#### [PROBLEM REQUIREMENTS]
Copy out every line of the listing below, requests included, but leave out the pictures. Increase each x and y coordinate in the answer points by 128, and keep the sample point inside each request as it is.

#### [PROVIDED MATERIAL]
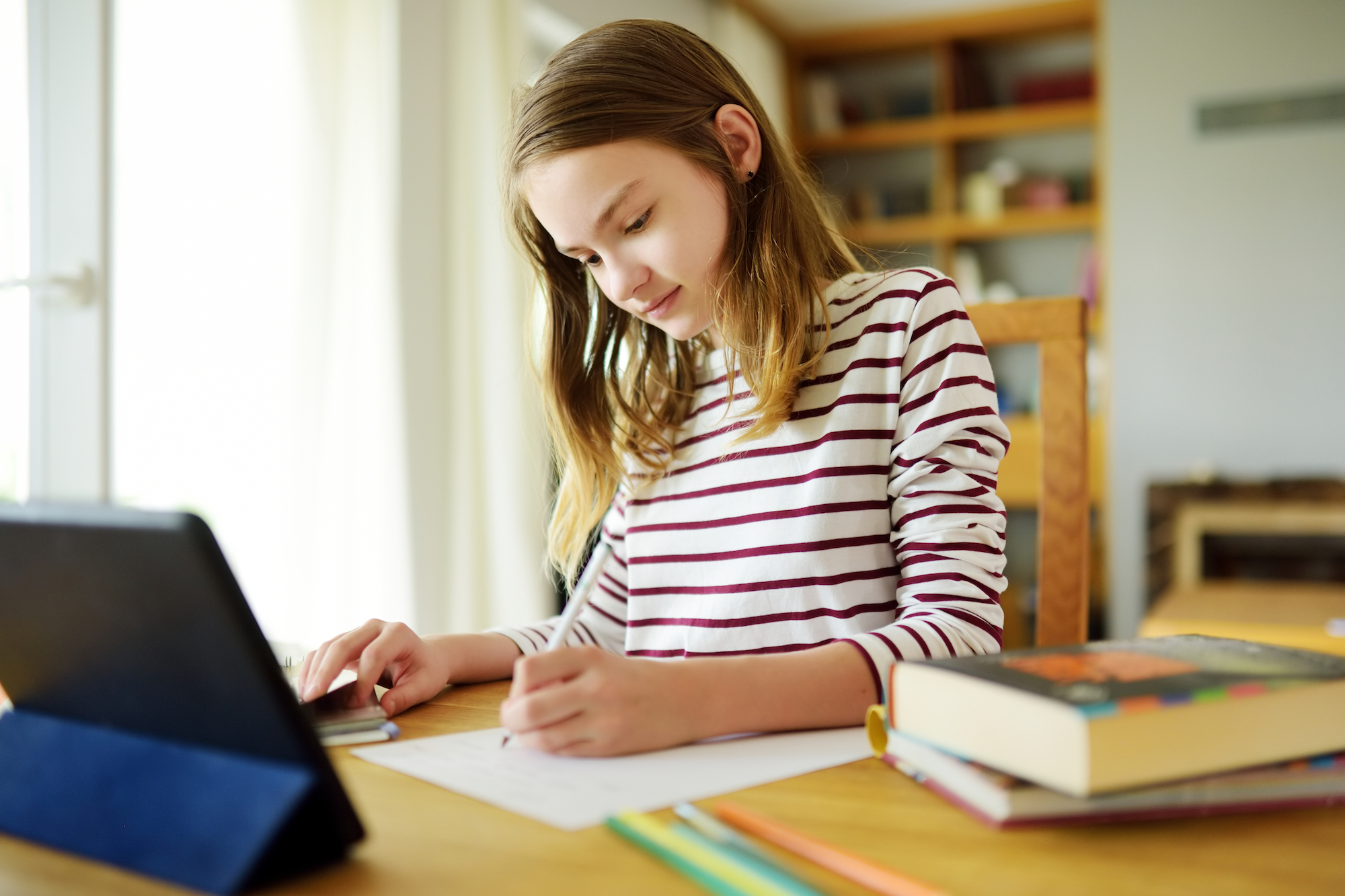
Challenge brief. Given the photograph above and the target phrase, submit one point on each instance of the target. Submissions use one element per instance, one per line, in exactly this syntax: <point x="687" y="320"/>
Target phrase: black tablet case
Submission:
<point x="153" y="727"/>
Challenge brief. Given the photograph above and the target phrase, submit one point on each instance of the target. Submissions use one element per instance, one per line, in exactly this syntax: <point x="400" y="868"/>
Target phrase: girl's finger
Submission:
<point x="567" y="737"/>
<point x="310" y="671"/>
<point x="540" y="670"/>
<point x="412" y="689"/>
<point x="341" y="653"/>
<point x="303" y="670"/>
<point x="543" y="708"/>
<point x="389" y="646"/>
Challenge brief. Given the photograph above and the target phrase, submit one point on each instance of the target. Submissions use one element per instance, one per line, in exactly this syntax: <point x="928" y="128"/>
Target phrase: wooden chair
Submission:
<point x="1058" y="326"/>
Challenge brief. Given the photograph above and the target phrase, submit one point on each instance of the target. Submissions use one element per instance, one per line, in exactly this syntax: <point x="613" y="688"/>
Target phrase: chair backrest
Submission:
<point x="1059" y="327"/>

#### [EXERCISE RESULT]
Challenge brief. Given the photograph above and the target phrase, submit one point on each instance of the target. Submissions use one element per instance, one per line, in exactly this syntax: <point x="687" y="320"/>
Target phrase: black tablet case
Submission:
<point x="281" y="855"/>
Challenge brief. Given the photograph above and the target phrase, submit one point on each instance of the target. Submissions use one element per instance, one per line, in exactly this syntax: <point x="400" y="868"/>
Target phrase: girl's finger
Submission:
<point x="695" y="865"/>
<point x="438" y="799"/>
<point x="668" y="798"/>
<point x="540" y="817"/>
<point x="469" y="781"/>
<point x="431" y="798"/>
<point x="671" y="836"/>
<point x="517" y="774"/>
Challenge brief. Given the photograph above and the target phrase, submit one point on each instance of the target. Submissions use one element per instance, one per line, in exactly this syntax: <point x="928" y="128"/>
Target phrase: wooden chair
Submission:
<point x="1186" y="454"/>
Challenge brief. Given the photograph above and the target phrase, submit one point on each instance of the target. Submissions use one element per instance, one per line, in exactly this syntax: <point x="613" y="688"/>
Target phrase: chair backrest
Submission:
<point x="1187" y="455"/>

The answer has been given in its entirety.